Location annotation dataset excerpts:
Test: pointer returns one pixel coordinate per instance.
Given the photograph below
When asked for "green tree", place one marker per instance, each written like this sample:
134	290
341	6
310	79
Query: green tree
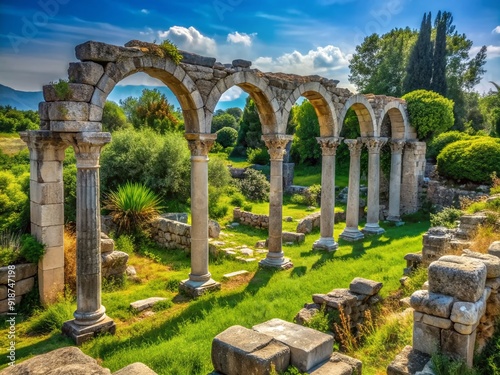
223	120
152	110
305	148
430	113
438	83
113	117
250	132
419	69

* * *

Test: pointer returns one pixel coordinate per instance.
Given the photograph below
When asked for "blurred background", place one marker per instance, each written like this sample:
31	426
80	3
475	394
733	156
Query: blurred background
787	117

---

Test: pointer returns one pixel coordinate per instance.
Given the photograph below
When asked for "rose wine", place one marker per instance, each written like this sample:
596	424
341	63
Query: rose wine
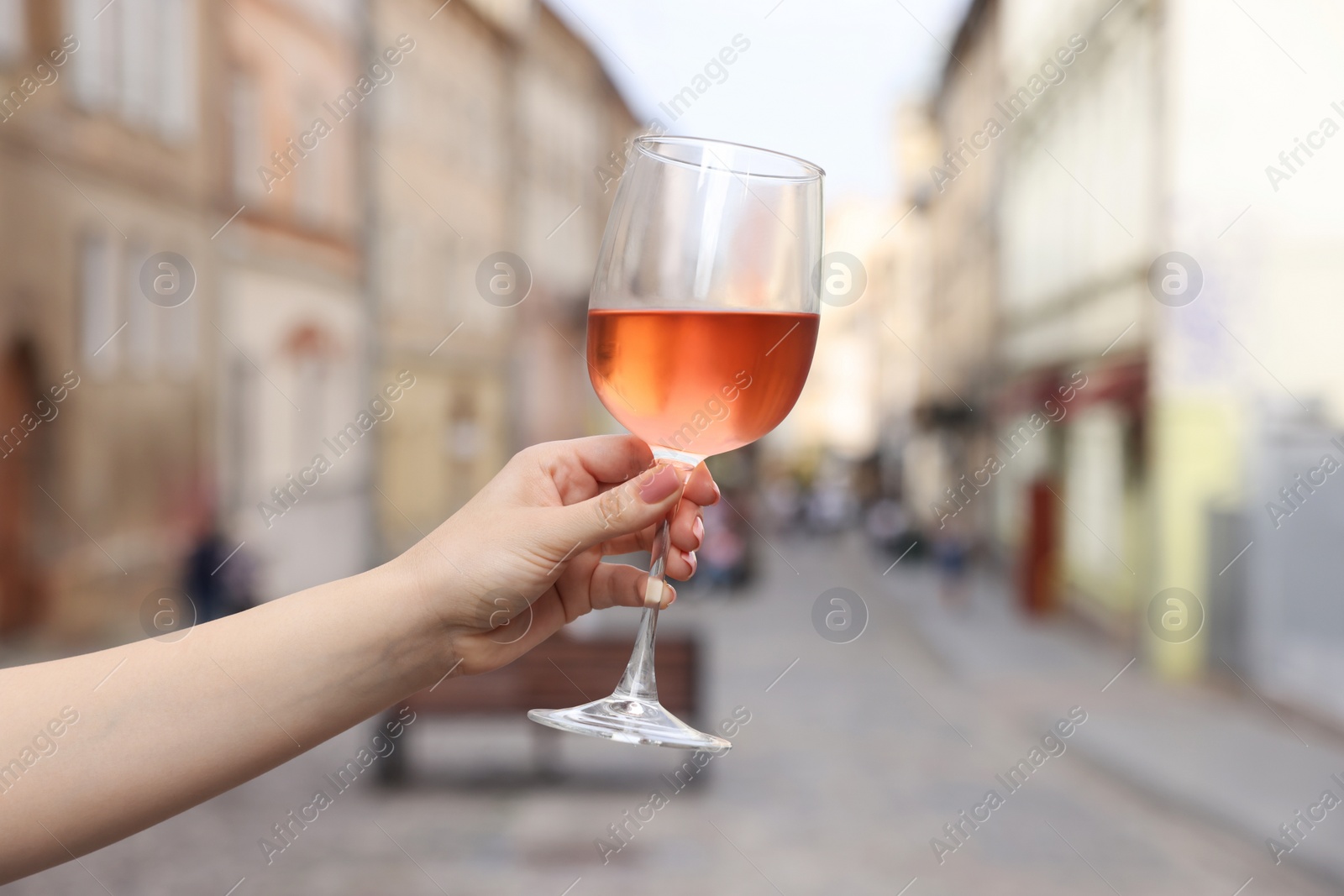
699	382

THE EXERCISE:
Count the lines in the rows above that contain the word "place". Reply with only that number.

RESPONSE:
3